■ Excerpt ■
++++
Putting Infection Control Into Practice
Updated: Aug 29
Healthcare workers are, like patients, subject to illness from a variety of airborne pathogens common to hospital settings. This risk increases during construction and renovation, as these endeavors release dust as well as disease-inducing microbes into the surrounding environment.
Hospitals are under competitive pressure to continually upgrade and expand their facilities. Aging infrastructure, new technologies, and the increasing demand for more patient-friendly facilities all generate a constant need for construction and repair. Any one of these activities has the potential to release dust, bacteria and mold-spores into the air.
The Centers for Disease Control (CDC) publishes guidelines designed to manage the potential health impact of construction activities. These guidelines include resources for understanding modes of disease transmission, ventilation, environmental monitoring and infection control. To manage these risks, one of our hospital clients has developed procedures for infection control during construction projects.
++++
■ Supplied information ■
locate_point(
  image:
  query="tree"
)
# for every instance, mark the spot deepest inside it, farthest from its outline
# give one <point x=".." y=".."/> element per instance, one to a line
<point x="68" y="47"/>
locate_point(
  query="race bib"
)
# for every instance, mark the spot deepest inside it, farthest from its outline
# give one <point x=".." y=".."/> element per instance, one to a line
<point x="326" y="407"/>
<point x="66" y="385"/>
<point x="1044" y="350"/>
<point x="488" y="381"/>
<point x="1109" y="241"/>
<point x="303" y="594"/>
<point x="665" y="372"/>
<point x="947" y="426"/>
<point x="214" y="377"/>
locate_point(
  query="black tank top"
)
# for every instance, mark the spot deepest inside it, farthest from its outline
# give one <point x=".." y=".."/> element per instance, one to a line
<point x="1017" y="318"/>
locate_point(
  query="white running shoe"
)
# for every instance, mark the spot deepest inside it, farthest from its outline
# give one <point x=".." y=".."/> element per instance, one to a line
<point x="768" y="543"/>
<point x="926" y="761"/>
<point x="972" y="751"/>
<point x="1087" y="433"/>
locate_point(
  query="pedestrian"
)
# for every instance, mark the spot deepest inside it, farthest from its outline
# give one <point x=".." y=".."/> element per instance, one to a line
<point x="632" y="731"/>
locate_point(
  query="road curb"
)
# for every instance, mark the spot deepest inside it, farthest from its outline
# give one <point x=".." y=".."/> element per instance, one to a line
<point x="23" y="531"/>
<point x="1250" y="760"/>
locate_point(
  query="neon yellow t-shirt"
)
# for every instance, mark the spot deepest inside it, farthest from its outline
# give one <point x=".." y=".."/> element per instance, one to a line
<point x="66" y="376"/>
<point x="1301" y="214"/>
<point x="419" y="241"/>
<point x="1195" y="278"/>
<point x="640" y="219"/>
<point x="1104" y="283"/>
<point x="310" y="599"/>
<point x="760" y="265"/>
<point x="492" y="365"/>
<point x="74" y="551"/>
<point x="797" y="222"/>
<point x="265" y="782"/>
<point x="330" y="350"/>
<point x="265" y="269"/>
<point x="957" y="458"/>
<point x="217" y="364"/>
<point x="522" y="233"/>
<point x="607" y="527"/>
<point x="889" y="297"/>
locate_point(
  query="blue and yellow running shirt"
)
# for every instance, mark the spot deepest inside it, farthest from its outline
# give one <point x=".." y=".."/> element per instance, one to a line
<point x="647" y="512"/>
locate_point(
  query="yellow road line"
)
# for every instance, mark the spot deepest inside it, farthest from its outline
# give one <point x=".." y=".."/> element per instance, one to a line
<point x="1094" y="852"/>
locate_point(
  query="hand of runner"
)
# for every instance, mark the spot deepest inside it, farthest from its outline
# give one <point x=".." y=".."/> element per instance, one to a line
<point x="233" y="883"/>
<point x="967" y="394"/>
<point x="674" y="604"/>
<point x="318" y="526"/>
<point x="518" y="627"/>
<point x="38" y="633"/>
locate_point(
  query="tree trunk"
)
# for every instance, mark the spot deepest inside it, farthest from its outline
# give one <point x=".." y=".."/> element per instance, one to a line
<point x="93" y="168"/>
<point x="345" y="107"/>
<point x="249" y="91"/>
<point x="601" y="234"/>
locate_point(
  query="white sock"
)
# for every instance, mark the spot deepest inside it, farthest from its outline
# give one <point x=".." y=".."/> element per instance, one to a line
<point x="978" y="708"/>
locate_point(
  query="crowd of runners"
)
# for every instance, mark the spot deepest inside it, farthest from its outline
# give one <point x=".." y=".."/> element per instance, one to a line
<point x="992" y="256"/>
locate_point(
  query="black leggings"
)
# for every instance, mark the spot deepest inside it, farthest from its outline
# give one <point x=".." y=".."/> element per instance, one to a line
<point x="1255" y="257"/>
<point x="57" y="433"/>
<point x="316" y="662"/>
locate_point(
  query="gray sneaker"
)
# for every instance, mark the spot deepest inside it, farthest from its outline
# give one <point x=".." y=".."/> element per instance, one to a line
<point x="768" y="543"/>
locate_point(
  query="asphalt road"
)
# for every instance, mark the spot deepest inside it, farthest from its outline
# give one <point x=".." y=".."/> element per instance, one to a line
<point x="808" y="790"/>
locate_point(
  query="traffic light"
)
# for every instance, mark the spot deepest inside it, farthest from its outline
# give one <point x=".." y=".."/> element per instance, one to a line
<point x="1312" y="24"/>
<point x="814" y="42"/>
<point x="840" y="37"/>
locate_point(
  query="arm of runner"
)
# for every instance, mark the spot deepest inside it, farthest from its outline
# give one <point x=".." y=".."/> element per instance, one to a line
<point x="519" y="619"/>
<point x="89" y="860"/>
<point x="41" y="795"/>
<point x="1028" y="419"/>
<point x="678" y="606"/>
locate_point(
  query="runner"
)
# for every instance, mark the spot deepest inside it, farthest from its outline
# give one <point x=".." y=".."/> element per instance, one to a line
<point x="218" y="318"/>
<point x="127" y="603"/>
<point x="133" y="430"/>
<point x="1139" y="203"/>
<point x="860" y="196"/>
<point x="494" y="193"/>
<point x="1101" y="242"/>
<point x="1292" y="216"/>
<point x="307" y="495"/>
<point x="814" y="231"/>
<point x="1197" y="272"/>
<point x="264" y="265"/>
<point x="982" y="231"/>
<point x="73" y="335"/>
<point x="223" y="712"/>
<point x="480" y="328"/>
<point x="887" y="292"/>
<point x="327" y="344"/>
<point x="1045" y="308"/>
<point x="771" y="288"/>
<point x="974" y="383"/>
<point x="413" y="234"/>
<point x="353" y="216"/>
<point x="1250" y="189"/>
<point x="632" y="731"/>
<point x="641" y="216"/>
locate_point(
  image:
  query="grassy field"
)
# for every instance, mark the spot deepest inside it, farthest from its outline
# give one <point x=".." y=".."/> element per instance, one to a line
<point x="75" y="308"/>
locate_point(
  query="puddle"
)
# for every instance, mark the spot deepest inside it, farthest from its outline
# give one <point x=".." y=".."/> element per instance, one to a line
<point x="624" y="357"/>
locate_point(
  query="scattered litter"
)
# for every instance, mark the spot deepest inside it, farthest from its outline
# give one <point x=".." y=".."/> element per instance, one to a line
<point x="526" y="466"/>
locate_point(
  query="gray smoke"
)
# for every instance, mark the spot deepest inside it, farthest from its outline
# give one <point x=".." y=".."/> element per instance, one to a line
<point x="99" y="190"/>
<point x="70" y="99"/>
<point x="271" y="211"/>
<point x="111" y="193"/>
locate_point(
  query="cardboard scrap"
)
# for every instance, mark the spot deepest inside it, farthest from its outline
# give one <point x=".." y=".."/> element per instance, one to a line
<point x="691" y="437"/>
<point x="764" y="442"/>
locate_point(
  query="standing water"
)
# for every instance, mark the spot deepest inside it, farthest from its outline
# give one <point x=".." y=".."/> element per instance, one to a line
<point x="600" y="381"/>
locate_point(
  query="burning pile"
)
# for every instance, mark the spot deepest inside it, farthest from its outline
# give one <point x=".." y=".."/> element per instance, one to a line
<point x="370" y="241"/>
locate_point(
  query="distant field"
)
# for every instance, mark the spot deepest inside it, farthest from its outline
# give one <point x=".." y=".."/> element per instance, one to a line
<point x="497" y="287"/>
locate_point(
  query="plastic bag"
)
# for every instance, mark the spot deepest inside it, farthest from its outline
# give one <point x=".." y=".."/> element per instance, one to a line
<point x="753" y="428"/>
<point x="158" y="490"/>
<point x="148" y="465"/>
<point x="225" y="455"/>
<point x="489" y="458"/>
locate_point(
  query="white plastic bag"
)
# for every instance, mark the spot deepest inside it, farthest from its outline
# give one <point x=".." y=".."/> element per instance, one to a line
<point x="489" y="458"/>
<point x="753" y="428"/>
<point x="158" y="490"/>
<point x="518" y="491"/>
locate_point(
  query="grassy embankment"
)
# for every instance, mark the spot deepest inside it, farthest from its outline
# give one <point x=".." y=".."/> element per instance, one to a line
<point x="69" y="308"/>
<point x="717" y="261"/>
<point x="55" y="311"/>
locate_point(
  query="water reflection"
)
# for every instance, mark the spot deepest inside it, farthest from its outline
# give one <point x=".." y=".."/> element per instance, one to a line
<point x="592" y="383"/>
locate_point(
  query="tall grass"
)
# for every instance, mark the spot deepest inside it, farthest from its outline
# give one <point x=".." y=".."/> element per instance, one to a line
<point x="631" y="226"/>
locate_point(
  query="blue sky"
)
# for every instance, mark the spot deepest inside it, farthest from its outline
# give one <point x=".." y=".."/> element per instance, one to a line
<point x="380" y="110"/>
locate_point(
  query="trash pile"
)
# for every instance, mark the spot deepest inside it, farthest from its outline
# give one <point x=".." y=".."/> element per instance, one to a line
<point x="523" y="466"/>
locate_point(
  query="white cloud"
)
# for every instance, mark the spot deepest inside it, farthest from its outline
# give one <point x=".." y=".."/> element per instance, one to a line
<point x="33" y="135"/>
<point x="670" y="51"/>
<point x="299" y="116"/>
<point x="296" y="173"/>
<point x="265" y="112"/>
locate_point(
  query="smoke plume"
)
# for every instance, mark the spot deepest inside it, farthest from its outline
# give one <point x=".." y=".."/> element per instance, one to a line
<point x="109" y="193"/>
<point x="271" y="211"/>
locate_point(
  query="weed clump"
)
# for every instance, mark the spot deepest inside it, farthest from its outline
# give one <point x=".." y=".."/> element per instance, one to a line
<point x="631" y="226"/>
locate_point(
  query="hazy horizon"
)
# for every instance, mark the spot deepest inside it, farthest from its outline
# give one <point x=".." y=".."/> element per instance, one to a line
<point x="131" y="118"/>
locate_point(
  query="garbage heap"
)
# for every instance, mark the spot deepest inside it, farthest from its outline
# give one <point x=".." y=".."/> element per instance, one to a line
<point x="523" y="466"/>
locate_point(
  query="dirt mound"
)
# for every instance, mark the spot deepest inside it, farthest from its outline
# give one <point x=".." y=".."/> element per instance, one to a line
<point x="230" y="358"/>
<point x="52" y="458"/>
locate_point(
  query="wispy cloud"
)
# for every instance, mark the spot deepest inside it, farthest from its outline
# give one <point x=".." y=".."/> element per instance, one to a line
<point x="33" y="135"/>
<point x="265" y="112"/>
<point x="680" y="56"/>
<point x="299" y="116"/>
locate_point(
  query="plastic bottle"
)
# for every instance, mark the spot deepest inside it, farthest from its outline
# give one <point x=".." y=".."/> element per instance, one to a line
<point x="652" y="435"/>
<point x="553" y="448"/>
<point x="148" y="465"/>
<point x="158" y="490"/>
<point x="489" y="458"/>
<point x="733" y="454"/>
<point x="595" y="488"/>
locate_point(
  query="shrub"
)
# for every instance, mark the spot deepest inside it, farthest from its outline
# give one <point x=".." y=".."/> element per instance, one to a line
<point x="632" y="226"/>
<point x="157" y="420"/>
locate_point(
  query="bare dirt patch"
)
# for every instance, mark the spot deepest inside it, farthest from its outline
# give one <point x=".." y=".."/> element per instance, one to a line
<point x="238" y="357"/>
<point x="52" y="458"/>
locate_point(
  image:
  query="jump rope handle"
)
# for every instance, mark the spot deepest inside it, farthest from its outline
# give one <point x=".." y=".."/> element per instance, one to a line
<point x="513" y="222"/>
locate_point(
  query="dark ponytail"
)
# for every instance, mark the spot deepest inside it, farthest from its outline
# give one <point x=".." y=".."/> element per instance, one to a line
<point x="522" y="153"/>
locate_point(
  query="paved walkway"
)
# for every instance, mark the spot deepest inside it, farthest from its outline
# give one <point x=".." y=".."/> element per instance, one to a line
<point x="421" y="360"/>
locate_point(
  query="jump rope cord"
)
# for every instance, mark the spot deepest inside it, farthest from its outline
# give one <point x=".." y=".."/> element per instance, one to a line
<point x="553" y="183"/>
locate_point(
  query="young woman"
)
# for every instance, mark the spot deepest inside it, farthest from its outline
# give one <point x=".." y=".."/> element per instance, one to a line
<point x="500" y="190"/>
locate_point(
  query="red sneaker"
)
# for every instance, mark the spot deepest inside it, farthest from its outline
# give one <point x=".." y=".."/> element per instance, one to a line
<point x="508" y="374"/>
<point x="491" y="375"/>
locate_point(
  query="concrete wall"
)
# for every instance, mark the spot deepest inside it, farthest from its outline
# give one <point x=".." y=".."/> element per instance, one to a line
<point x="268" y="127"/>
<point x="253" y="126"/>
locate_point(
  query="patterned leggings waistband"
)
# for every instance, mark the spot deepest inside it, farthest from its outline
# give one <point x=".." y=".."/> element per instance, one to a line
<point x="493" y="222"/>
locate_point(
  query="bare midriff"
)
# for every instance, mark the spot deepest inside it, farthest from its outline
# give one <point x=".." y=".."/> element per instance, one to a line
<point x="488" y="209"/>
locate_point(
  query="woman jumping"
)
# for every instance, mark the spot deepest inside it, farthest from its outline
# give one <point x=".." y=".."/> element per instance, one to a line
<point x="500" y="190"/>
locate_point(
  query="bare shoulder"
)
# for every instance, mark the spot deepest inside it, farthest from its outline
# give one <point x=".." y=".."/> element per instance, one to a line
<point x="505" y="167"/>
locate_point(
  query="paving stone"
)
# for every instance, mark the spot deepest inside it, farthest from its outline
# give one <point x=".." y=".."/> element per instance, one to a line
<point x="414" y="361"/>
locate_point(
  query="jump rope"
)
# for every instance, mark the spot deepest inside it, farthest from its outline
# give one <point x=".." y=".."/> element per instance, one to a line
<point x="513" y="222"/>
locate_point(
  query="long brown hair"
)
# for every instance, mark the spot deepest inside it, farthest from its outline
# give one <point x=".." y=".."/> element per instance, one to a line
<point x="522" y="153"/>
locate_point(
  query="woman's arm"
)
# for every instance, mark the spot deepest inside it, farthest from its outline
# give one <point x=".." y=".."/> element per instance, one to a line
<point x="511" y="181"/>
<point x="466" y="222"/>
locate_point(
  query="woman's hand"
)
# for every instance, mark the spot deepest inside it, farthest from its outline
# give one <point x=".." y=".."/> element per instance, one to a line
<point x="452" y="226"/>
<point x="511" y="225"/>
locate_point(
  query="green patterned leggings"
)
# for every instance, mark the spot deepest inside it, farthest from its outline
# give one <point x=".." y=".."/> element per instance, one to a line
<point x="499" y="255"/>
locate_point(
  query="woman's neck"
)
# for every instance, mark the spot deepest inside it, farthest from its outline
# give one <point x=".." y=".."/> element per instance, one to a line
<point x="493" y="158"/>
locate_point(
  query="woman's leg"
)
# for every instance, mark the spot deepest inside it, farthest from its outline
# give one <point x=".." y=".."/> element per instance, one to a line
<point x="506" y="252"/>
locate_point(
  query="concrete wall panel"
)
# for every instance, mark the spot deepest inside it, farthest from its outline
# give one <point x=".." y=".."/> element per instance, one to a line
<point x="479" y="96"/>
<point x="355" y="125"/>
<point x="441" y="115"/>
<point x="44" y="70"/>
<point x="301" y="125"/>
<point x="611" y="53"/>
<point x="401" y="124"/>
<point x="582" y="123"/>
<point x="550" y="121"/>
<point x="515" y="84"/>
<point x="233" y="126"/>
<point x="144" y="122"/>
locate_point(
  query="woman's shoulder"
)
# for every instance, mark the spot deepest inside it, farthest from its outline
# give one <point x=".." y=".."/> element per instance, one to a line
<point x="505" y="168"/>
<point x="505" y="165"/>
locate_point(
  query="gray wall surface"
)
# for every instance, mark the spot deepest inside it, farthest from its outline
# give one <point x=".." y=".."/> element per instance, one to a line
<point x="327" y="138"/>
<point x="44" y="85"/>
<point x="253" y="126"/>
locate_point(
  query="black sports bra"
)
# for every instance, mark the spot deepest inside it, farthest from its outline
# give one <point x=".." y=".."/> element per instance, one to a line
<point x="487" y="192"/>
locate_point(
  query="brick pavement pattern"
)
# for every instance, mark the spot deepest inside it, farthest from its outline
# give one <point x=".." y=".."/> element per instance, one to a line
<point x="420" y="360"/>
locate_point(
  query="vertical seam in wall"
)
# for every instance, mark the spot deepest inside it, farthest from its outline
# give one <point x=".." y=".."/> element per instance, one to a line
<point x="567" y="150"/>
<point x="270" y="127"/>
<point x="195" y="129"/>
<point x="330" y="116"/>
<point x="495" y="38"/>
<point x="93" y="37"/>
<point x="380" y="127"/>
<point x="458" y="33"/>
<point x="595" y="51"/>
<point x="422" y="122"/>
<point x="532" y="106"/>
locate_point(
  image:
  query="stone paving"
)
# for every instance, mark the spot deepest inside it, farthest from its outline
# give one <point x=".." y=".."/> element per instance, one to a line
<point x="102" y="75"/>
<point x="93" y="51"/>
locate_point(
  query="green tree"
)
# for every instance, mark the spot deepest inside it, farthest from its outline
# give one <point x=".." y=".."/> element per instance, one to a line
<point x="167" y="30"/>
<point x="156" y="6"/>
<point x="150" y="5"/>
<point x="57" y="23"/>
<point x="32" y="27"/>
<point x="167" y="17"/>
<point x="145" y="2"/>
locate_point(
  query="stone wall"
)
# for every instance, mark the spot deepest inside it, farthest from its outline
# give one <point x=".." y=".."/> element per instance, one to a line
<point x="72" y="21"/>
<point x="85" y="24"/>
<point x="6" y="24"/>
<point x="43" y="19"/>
++++
■ What you have to do ■
Copy out the infection control text from above word for word, from its title through its final sentence.

■ Expected output ■
Putting Infection Control Into Practice
Updated: Aug 29
Healthcare workers are, like patients, subject to illness from a variety of airborne pathogens common to hospital settings. This risk increases during construction and renovation, as these endeavors release dust as well as disease-inducing microbes into the surrounding environment.
Hospitals are under competitive pressure to continually upgrade and expand their facilities. Aging infrastructure, new technologies, and the increasing demand for more patient-friendly facilities all generate a constant need for construction and repair. Any one of these activities has the potential to release dust, bacteria and mold-spores into the air.
The Centers for Disease Control (CDC) publishes guidelines designed to manage the potential health impact of construction activities. These guidelines include resources for understanding modes of disease transmission, ventilation, environmental monitoring and infection control. To manage these risks, one of our hospital clients has developed procedures for infection control during construction projects.